TEKS BACAAN:
+ + + +

8 Agu 2019

Soal Berhijab dan Rambut Berwarna



Di umur seperempat abad, memang ada-ada aja hal ajaib yang datang. Kali ini bukan soal quarter life crisis yang sering dialami ketika umur 25-an, tapi tentang keputusan paling impulsif sejagad raya tapi berhasil membuat saya puas dan berkali-kali bilang, “Wow, you are brave enough!

Jadi sudah dua bulan ini saya sedikit bertransformasi menjadi manusia baru. Nggak ding, hanya warna rambut saya yang baru. Nah kalau orang-orang biasanya mewarnai rambutnya dengan warna netral seperti cokelat atau kemerah-merahan, saya dengan impulsifnya mewarnai rambut dengan warna…

BIRU!

Nggak, kamu nggak salah baca. Iya, sudah dua bulan ini saya adalah mbak-mbak dengan rambut setengah biru. Mbak-mbak yang kalau di kosan selalu dipandangi lebih lama sama penghuni lain,untuk memastikan warna di rambut saya :D

Dan seperti yang tertulis pada judul, saya mengenakan hijab. Keputusan saya mewarnai rambut dengan keseharian saya yang berhijab terdengar agak nyeleneh memang. Bahkan bisa dikatakan “aneh” karena nggak lazim. Atas anggapan ketidaklaziman ini, jadilah selama dua bulan ini saya diam-diam berhasil melakukan eksperimen sosial berupa cewek berhijab yang mewarnai rambutnya (biru pula!).

Dari hasil eksperimen sosial selama hampir dua bulan (atau lebih ya?) ini, saya mendapati beberapa tanggapan soal cewek berhijab yang mewarnai rambutnya. Penasaran kan? Ini dia!


Pertama, kaget tapi ikutan seneng dengan keputusan “besar” ini

Bagi saya, mengganti warna rambut adalah salah satu keputusan terbesar dalam hidup saya. Apalagi dengan track record sebagai anak minim nakal. Dan ketika saya memberitahu soal kabar pergantian warna rambut plus sneek peak sama sahabat-sahabat dan ibu saya, semua jelas kaget tapi dari raut wajah mereka terlihat senang dengan keputusan ini.

“Gila, Rin! Edan! Eh tapi bagus banget warna rambutnya. Jadi pengen deh~”

“Impulsif banget sik jadi orang, tapi serius, aku jadi makin pengen ngecat rambut juga. Warna abu-abu tapinya…”

“Panutanku deh dalam cobain hal-hal baru!”

Ketiga tanggapan tersebut saya dapatkan dari sahabat-sahabat saya. Mendengar tanggapan mereka yang luvly seperti ini, makin membuat saya semakin puas dengan keputusan ini.

Pun dengan tanggapan ibu saya. Meski awalnya muring-muring karena tahu biaya mewarnai rambut hampir seharga sewa kosan sebulan, tapi akhirnya beliau kepo juga.

+ + + +

ISI DATA:

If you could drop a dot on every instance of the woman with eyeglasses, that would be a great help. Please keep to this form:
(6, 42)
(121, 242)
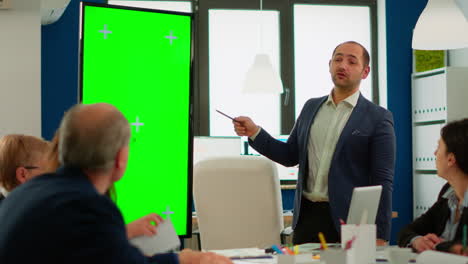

+ + + +

PERMINTAAN TUGAS 1: Menurut teks bacaan, apa yang membuat ibu penulis awalnya muring-muring?
PERMINTAAN TUGAS 2: Tuliskan semua tanggapan sahabat-sahabat penulis yang dikutip dalam teks bacaan.
Data tersebut sama sekali tidak dipakai dalam tugas ini.

JAWABAN LATIHAN 1: Ibu penulis tahu biaya mewarnai rambut hampir seharga sewa kosan sebulan.

JAWABAN LATIHAN 2:
- “Gila, Rin! Edan! Eh tapi bagus banget warna rambutnya. Jadi pengen deh~”
- “Impulsif banget sik jadi orang, tapi serius, aku jadi makin pengen ngecat rambut juga. Warna abu-abu tapinya…”
- “Panutanku deh dalam cobain hal-hal baru!”